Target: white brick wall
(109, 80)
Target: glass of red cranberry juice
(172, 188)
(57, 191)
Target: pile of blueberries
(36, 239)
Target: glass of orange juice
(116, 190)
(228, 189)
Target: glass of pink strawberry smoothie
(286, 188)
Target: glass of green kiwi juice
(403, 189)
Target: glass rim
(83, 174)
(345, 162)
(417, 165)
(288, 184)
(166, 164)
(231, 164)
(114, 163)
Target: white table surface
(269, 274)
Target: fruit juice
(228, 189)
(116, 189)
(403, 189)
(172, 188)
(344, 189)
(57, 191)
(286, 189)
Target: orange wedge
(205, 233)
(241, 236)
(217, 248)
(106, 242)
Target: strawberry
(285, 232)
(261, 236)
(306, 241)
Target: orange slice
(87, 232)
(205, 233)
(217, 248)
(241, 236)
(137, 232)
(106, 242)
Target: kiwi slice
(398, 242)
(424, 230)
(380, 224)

* * *

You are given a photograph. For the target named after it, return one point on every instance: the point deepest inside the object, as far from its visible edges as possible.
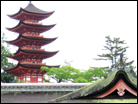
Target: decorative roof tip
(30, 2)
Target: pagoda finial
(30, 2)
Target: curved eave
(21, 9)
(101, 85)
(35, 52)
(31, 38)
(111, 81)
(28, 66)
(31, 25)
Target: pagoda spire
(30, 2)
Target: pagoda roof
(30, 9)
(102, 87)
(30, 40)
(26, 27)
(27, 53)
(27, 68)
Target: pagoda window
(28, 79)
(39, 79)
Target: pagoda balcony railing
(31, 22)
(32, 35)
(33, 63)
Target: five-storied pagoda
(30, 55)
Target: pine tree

==

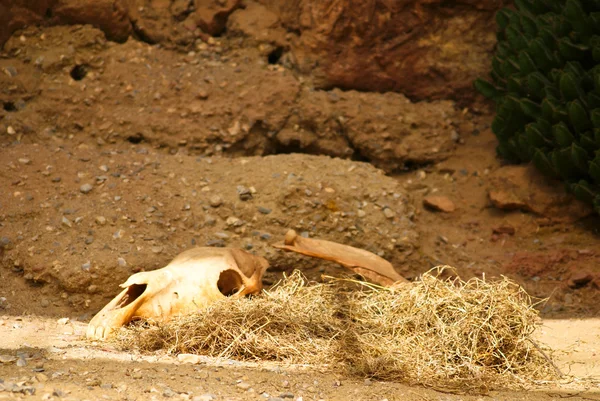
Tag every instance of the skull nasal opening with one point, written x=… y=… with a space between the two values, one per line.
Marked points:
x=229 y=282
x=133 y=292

### WORK TO COMPLETE
Return, in full, each line of the records above that contains the string "kiwi".

### ANSWER FOR THE TASK
Target: glass of green kiwi juice
Target: kiwi slice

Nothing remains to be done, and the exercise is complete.